» **About this task**
Line by line, the data below should be set down unchanged, with images excluded.
━━━━━ Given data ━━━━━
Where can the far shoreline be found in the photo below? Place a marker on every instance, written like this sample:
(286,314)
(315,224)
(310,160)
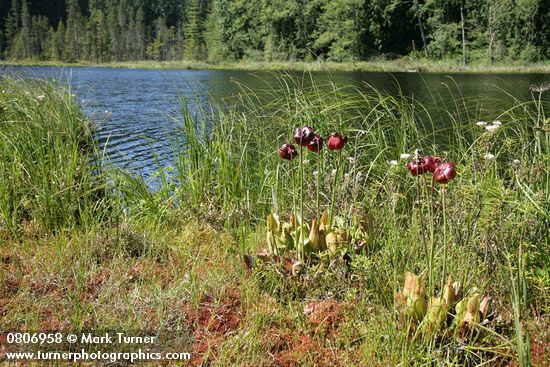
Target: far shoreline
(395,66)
━━━━━
» **Problem solution**
Where can the far shoreline be found in the photo below? Place a marker on every instance, written like this sample:
(286,314)
(315,224)
(310,160)
Target: far shoreline
(395,66)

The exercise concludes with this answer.